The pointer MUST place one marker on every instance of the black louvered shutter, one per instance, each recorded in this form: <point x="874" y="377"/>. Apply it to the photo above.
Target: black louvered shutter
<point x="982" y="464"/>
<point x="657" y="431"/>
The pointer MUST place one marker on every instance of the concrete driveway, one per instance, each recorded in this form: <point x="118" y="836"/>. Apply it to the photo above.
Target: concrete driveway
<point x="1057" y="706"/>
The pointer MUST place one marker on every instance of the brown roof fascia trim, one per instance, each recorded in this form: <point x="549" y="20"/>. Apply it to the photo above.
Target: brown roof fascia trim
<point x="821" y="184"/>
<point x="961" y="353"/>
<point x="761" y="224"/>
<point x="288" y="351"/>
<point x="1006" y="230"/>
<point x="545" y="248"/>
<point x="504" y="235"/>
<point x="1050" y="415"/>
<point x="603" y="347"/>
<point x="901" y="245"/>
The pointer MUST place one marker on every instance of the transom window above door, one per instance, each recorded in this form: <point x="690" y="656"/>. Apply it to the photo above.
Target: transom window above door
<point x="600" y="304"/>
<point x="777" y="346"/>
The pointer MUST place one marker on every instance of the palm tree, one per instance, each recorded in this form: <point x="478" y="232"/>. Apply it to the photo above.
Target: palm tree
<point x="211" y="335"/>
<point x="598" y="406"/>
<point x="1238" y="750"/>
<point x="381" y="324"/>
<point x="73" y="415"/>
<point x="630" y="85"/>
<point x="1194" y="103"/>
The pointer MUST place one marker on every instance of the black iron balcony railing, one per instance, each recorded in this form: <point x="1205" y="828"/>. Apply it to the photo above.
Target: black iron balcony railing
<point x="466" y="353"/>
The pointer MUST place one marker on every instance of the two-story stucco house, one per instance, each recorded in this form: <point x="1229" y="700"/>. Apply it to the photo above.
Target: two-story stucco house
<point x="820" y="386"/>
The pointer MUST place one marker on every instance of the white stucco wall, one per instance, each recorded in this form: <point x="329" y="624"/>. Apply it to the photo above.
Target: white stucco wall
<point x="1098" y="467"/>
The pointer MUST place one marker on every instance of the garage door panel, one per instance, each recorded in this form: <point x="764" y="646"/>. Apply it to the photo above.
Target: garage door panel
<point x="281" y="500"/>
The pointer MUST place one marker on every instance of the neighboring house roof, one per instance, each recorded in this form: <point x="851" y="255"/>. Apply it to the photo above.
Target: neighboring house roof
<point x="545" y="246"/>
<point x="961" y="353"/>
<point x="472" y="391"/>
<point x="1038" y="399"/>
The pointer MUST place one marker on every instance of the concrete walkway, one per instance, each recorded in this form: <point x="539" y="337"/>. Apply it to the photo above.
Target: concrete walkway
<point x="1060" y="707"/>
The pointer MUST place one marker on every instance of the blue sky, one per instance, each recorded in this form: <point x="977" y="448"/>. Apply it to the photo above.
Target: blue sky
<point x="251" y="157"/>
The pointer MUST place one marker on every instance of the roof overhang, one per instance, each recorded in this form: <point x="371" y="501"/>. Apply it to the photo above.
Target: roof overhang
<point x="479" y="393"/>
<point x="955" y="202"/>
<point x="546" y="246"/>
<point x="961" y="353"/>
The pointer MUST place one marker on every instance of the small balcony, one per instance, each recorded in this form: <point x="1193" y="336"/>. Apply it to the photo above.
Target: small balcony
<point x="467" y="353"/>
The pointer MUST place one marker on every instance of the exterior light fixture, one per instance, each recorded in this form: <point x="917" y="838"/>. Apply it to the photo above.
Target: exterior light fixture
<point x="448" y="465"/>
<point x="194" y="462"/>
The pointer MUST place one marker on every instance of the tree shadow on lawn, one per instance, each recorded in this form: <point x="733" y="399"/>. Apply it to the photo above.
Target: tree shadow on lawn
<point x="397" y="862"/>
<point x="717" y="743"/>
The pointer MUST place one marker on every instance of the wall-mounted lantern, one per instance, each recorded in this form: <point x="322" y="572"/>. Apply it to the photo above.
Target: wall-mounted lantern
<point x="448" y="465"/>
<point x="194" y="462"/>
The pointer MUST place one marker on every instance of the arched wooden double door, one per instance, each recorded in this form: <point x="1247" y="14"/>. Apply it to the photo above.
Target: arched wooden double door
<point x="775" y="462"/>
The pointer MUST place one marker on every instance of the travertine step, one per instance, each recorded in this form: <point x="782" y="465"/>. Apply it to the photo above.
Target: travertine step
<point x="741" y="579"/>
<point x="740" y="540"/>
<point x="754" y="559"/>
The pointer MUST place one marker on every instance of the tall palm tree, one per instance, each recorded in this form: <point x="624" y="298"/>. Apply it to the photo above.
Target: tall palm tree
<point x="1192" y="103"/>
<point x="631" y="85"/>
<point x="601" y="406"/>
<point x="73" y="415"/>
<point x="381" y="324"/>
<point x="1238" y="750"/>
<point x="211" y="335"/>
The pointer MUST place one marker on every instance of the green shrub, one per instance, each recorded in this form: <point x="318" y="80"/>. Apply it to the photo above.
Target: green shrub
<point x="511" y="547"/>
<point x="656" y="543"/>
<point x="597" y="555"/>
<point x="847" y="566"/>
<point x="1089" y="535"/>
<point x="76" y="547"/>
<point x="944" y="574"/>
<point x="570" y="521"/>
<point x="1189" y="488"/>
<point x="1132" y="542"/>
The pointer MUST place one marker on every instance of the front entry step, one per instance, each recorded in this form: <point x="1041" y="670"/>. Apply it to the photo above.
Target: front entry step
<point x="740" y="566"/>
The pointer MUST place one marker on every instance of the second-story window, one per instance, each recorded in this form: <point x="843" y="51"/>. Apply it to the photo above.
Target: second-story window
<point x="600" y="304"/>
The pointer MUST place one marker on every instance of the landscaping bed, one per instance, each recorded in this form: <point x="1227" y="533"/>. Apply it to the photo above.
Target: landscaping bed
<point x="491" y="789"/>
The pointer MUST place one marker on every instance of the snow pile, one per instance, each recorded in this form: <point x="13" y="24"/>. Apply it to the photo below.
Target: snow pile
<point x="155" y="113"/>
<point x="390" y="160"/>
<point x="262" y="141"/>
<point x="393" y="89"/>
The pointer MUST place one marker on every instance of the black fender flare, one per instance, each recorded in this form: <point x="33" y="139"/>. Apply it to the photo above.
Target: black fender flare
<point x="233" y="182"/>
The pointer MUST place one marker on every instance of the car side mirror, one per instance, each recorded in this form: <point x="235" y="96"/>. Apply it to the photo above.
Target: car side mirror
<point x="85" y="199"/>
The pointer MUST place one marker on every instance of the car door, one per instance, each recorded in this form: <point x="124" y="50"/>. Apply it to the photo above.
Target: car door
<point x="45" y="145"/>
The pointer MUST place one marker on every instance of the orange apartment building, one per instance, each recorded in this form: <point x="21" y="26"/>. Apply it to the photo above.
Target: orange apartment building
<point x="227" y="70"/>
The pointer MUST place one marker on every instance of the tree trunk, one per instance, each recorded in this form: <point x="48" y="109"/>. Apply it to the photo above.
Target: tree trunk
****************
Description of the task:
Output every line of the entries above as a Markdown table with two columns, Row and Text. Number the rows in order and leave out blank lines.

Exercise answer:
| Row | Text |
|---|---|
| 1 | The pointer MUST place one marker on every instance of the black louvered shutter, one per instance, each recorded in this form: <point x="874" y="377"/>. Apply it to the photo above. |
| 2 | Target: black louvered shutter |
| 3 | <point x="982" y="464"/> |
| 4 | <point x="657" y="431"/> |
| 5 | The pointer MUST place one marker on every instance of the concrete driveway, one per instance, each recorded in this form: <point x="118" y="836"/>. Apply it to the photo above. |
| 6 | Target: concrete driveway |
| 7 | <point x="1057" y="706"/> |
| 8 | The pointer MUST place one marker on every instance of the brown roof fascia trim, one per instance, each recorded in this form: <point x="549" y="20"/>. Apply it to the photo above. |
| 9 | Target: brown roof fascia trim |
| 10 | <point x="821" y="184"/> |
| 11 | <point x="961" y="353"/> |
| 12 | <point x="761" y="224"/> |
| 13 | <point x="288" y="351"/> |
| 14 | <point x="1006" y="230"/> |
| 15 | <point x="545" y="248"/> |
| 16 | <point x="504" y="235"/> |
| 17 | <point x="1050" y="415"/> |
| 18 | <point x="603" y="347"/> |
| 19 | <point x="901" y="245"/> |
| 20 | The pointer MUST place one marker on every instance of the transom window above door, one per instance, each recorded in this form: <point x="690" y="656"/>. Apply it to the photo above. |
| 21 | Target: transom window above door |
| 22 | <point x="600" y="304"/> |
| 23 | <point x="777" y="346"/> |
| 24 | The pointer MUST place one marker on every instance of the palm tree, one per instance, each recorded in this form: <point x="478" y="232"/>. Apply it to the photo above. |
| 25 | Target: palm tree |
| 26 | <point x="211" y="335"/> |
| 27 | <point x="598" y="406"/> |
| 28 | <point x="1238" y="750"/> |
| 29 | <point x="381" y="324"/> |
| 30 | <point x="73" y="415"/> |
| 31 | <point x="630" y="85"/> |
| 32 | <point x="1194" y="103"/> |
| 33 | The pointer MUST place one marker on every instance of the black iron balcony railing, one per instance, each recorded in this form: <point x="1205" y="828"/>. Apply it to the photo above. |
| 34 | Target: black iron balcony railing |
| 35 | <point x="466" y="353"/> |
| 36 | The pointer MUST place one marker on every instance of the two-story stucco house, one per instance, each recorded in this form: <point x="1229" y="700"/>. Apply it to the photo above. |
| 37 | Target: two-story stucco house |
| 38 | <point x="820" y="386"/> |
| 39 | The pointer MUST place one marker on every instance of the white stucco wall, one per instance, each recorded in this form: <point x="329" y="624"/>. Apply it to the photo above. |
| 40 | Target: white stucco wall |
| 41 | <point x="1098" y="467"/> |
| 42 | The pointer MUST place one marker on every instance of the garage door panel, one per instance, each recorded in this form: <point x="764" y="646"/>. Apply it to the photo above. |
| 43 | Target: garage door panel |
| 44 | <point x="281" y="500"/> |
| 45 | The pointer MUST place one marker on every instance of the neighboring house roof, one per instance, each recorded in this form: <point x="851" y="255"/>. Apply it to the photo above. |
| 46 | Target: neighboring house roof |
| 47 | <point x="545" y="246"/> |
| 48 | <point x="961" y="353"/> |
| 49 | <point x="472" y="391"/> |
| 50 | <point x="1038" y="399"/> |
| 51 | The pointer MUST place one marker on every instance of the concrete walkway, one per instance, each recorded in this form: <point x="539" y="337"/>. Apply it to the photo above. |
| 52 | Target: concrete walkway |
| 53 | <point x="1060" y="707"/> |
| 54 | The pointer MUST place one marker on every instance of the blue sky, one per instance, each recorded in this form: <point x="977" y="448"/>. Apply it to the photo above. |
| 55 | Target: blue sky |
| 56 | <point x="251" y="157"/> |
| 57 | The pointer MUST place one marker on every instance of the roof overhang, one per instance, each recorded in this form: <point x="371" y="501"/>. Apply it to the photo above. |
| 58 | Target: roof overhang |
| 59 | <point x="479" y="393"/> |
| 60 | <point x="955" y="202"/> |
| 61 | <point x="546" y="246"/> |
| 62 | <point x="961" y="353"/> |
| 63 | The pointer MUST place one marker on every instance of the small balcony, one per instance, each recorded in this form: <point x="1193" y="336"/>. Apply it to the photo above. |
| 64 | Target: small balcony |
| 65 | <point x="467" y="353"/> |
| 66 | The pointer MUST place one marker on every instance of the exterior light fixture, one per instance, each recorded in this form: <point x="917" y="838"/>. Apply it to the photo above. |
| 67 | Target: exterior light fixture |
| 68 | <point x="448" y="465"/> |
| 69 | <point x="194" y="462"/> |
| 70 | The pointer MUST place one marker on every instance of the tree shadow on lawn, one per instance, each recorded in this form: <point x="733" y="399"/>. Apply it to the photo above. |
| 71 | Target: tree shadow on lawn |
| 72 | <point x="397" y="862"/> |
| 73 | <point x="717" y="743"/> |
| 74 | The pointer MUST place one marker on every instance of the wall-mounted lantern, one per instance, each recorded in this form: <point x="322" y="572"/>. Apply it to the photo above. |
| 75 | Target: wall-mounted lantern |
| 76 | <point x="448" y="465"/> |
| 77 | <point x="194" y="462"/> |
| 78 | The pointer MUST place one marker on every instance of the arched wooden double door, one per instance, each recorded in this form: <point x="1247" y="14"/>. Apply it to the photo above. |
| 79 | Target: arched wooden double door |
| 80 | <point x="775" y="462"/> |
| 81 | The pointer MUST place one marker on every instance of the travertine step, one per instance, each recorded in this form: <point x="782" y="465"/>. Apply it to the photo above. |
| 82 | Target: travertine step |
| 83 | <point x="741" y="579"/> |
| 84 | <point x="740" y="540"/> |
| 85 | <point x="754" y="559"/> |
| 86 | The pointer MUST place one marker on every instance of the tall palm tree, one per instance, each recorded in this form: <point x="624" y="298"/>. Apply it to the photo above. |
| 87 | Target: tall palm tree |
| 88 | <point x="1192" y="103"/> |
| 89 | <point x="631" y="85"/> |
| 90 | <point x="601" y="406"/> |
| 91 | <point x="73" y="415"/> |
| 92 | <point x="381" y="324"/> |
| 93 | <point x="1238" y="750"/> |
| 94 | <point x="211" y="335"/> |
| 95 | The pointer MUST place one marker on every instance of the green shrub, one per instance, each recorded in this form: <point x="318" y="80"/>. Apply it to the photo above. |
| 96 | Target: green shrub |
| 97 | <point x="511" y="547"/> |
| 98 | <point x="656" y="543"/> |
| 99 | <point x="597" y="555"/> |
| 100 | <point x="847" y="566"/> |
| 101 | <point x="1089" y="535"/> |
| 102 | <point x="76" y="547"/> |
| 103 | <point x="944" y="574"/> |
| 104 | <point x="570" y="521"/> |
| 105 | <point x="1189" y="488"/> |
| 106 | <point x="1132" y="542"/> |
| 107 | The pointer MUST place one marker on every instance of the front entry step, one per instance, each recorded in this form: <point x="1041" y="670"/>. Apply it to the photo above. |
| 108 | Target: front entry step |
| 109 | <point x="740" y="566"/> |
| 110 | The pointer MUST place one marker on every instance of the second-story window, one per instance, each recorded in this form: <point x="843" y="51"/>. Apply it to the photo above. |
| 111 | Target: second-story window |
| 112 | <point x="600" y="304"/> |
| 113 | The pointer MUST place one marker on every instance of the landscaping bed, one per instance, each recorded in this form: <point x="1227" y="533"/>. Apply it to the photo above. |
| 114 | Target: landscaping bed |
| 115 | <point x="491" y="789"/> |
| 116 | The pointer MUST place one marker on every instance of the snow pile, one per instance, each recorded in this form: <point x="13" y="24"/>. Apply it to the photo below. |
| 117 | Target: snow pile |
| 118 | <point x="155" y="113"/> |
| 119 | <point x="390" y="160"/> |
| 120 | <point x="262" y="141"/> |
| 121 | <point x="393" y="89"/> |
| 122 | The pointer MUST place one marker on every instance of the black fender flare, one per instance, each recorded in this form: <point x="33" y="139"/>. Apply it to the photo above. |
| 123 | Target: black fender flare |
| 124 | <point x="233" y="182"/> |
| 125 | The pointer MUST place one marker on every instance of the car side mirror, one per instance, each recorded in this form: <point x="235" y="96"/>. Apply it to the photo above. |
| 126 | Target: car side mirror |
| 127 | <point x="85" y="199"/> |
| 128 | The pointer MUST place one marker on every instance of the car door, one per instance, each recorded in this form: <point x="124" y="50"/>. Apply it to the photo above. |
| 129 | Target: car door |
| 130 | <point x="45" y="145"/> |
| 131 | The pointer MUST place one marker on every instance of the orange apartment building, one per instance, each recorded in this form: <point x="21" y="26"/>. Apply it to the photo above. |
| 132 | Target: orange apartment building |
| 133 | <point x="227" y="70"/> |
| 134 | The pointer MUST place one marker on every instance of the tree trunk, one per instance, each recorded in this form: <point x="48" y="109"/>. Apply it to the photo above. |
| 135 | Target: tree trunk |